The publication of a report this week recommending some of the most wide-sweeping reforms to New Zealand’s healthcare in a generation has been welcomed by the Health Promotion Forum of NZ. (HPF)

The Health and Disability System Review led by former Prime Minister Helen Clark’s chief-of-staff Helen Simpson was charged with recommending system-level changes that would be sustainable, lead to better and more equitable outcomes for all New Zealanders and shift the balance from treatment of illness towards health and wellbeing.

In her introduction to the review Simpson says she firmly believes the changes proposed by the review ‘have the potential to deliver a system which is a truly New Zealand system … which embeds Te Tiriti principles throughout, where Māori have real authority to develop and implement policies which address their needs in ways which respect te Ao Māori, and a system where all New Zealanders, Māori, Pacific, European, Asian, disabled, rural or urban, understand how to access a system which is as much about keeping them well, as it is about treating them when they become sick’.

Among the recommendations proposed by the review, which has been two years in the making, are the creation of a new agency called Health NZ, for leadership of health service delivery both clinical and financial, as well as the establishment of a Māori Health Authority.

▸ Stored data:

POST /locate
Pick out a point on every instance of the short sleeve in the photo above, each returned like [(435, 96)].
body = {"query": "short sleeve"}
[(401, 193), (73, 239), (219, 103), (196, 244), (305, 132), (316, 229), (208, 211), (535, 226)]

▸ About this task:
Please copy the whole text about the New Zealand health system review, word for word. The listing can be set aside.

▸ Task solution:
The publication of a report this week recommending some of the most wide-sweeping reforms to New Zealand’s healthcare in a generation has been welcomed by the Health Promotion Forum of NZ. (HPF)

The Health and Disability System Review led by former Prime Minister Helen Clark’s chief-of-staff Helen Simpson was charged with recommending system-level changes that would be sustainable, lead to better and more equitable outcomes for all New Zealanders and shift the balance from treatment of illness towards health and wellbeing.

In her introduction to the review Simpson says she firmly believes the changes proposed by the review ‘have the potential to deliver a system which is a truly New Zealand system … which embeds Te Tiriti principles throughout, where Māori have real authority to develop and implement policies which address their needs in ways which respect te Ao Māori, and a system where all New Zealanders, Māori, Pacific, European, Asian, disabled, rural or urban, understand how to access a system which is as much about keeping them well, as it is about treating them when they become sick’.

Among the recommendations proposed by the review, which has been two years in the making, are the creation of a new agency called Health NZ, for leadership of health service delivery both clinical and financial, as well as the establishment of a Māori Health Authority.